◆ **Trecho do texto**:

+---+

Coluna Pão e Pedras: Amenidades e Poesia
Há que endurecer, mas sem jamais perder a ternura.
Che Guevara
O Rei dos Ogros, coleção de livros infantis editada pela Escala Educacional, é certamente uma das favoritas de meu filho Antônio. Buba é um ogro grande, egoísta e mal educado. E também é o rei dos ogros, o que lhe confere o poder de vida e de morte sobre todos os seus súditos. Basta que ele seja minimamente contrariado e vlupt! Alguém virou comida de ogro! Em um dos livros da coleção, Vavá, o fiel cozinheiro de Buba, chega com o almoço e se depara com Buba saciado, pois tinha devorado a sexta professora na semana e estava palitando os dentes.
-Ela me irritava com aquele monte de lição todo dia – Respondeu Buba.
Vavá sai do palácio, mais uma vez, em busca de uma nova professora para Buba. Ao retornar, apresenta ao Rei dos Ogros a professora Dona Fofa, baixinha e rechonchuda, e não demora a devorá-la também. No entanto, alguns segundos depois a cospe, e com uma cara horrível reclama:
-Nossa, Que gosto horrível! – Dona Fofa se recompõe e responde – Engraçadinho, Majestade. Agora, vamos a lição!
Buba está indignado por não conseguir devorar a professora e se vê forçado a assistir as aulas, fazer as lições e a aprender com Dona Fofa. Tenta, a todo custo, mandá-la para outros reinos, mas a fama de Dona Fofa como uma professora “incomível” faz com que os outros reis se neguem a recebê-la. O rei dos ogros então passa a fazer as lições, se exercitar, desenhar e, com o passar dos meses aprende a ler e escrever, e se anima muito toda vez que acerta um exercício. Além disso, se apegou à professora, chegando a pedi-la em casamento. Dona Fofa nega convite, mesmo sob as ameaças de que Buba devoraria seu marido. No fim da história, Buba fica triste com a ida de Dona Fofa, que tanto lhe ensinou. Mas agora, quando se entristece, abre um livro e viaja por mundos desconhecidos.

+---+

◆ **Listagem**:
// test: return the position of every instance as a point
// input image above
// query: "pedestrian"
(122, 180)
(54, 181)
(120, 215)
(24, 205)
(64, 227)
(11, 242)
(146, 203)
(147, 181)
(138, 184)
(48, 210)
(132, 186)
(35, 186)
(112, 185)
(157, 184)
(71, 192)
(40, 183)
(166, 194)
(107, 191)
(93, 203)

+---+

◆ **Problemas propostos**:
1. Com base na coluna sobre O Rei dos Ogros, responda:
(a) Por qual editora a coleção é editada?
(b) Como Dona Fofa é descrita fisicamente ao ser apresentada ao rei?
(c) Por que os outros reis se negam a receber Dona Fofa?
2. Prossiga a coluna sobre o livro O Rei dos Ogros a partir da última frase apresentada.

◆ **Resultados finais**:
1.
(a) Pela Escala Educacional.
(b) Como baixinha e rechonchuda.
(c) Por causa da fama de Dona Fofa como uma professora "incomível".

2.
A História de Buba e de Dona Fofa tem muito a nos ensinar nestes tempos de louvação à ignorância, ao autoritarismo e ao individualismo. Buba é a autoridade que despreza o conhecimento, como é muito comum historicamente em nosso país e que insistimos em elevar a categoria de gente importante. Dona Fofa, apesar do medo que Buba inspira em todes ao seu redor, não se dobra, é intragável ante a força bruta, delicada e compreensiva diante daquele que, nas palavras de Paulo Freire, não sabe que sabe. A escritora bell hooks, em seu livro Ensinando a Transgredir: A educação como prática de liberdade, diz o seguinte sobre a prática docente:
A educação como prática de liberdade é um jeito de ensinar que qualquer um pode aprender. Esse processo de aprendizado é mais fácil para aqueles professores que também creem que sua vocação tem um aspecto sagrado; que creem que nosso trabalho não é o de simplesmente partilhar informação, mas sim o de participar do crescimento intelectual e espiritual de nossos alunos. Ensinar de um jeito que respeite e proteja as almas dos nossos alunos é essencial para criar as condições necessárias para que o aprendizado possa começar do modo mais profundo e mais íntimo.[1]
A profissão de educador exige de nós – que estamos em relação e somos, de alguma forma, referência para centenas de seres humanos – uma dedicação de tempo e uma dedicação intelectual que está muito para além dos momentos que passamos dentro de sala de aula. Do preparo das aulas aos diversos momentos que passamos refletindo sobre como mobilizar esta ou aquela turma, muitas vezes deixamos de viver importantes momentos com nossas famílias, amigos, ou mesmo daquelas importantes horas de sono para nos dedicarmos ao processo de aprendizagem que envolve a nós e aos educandes.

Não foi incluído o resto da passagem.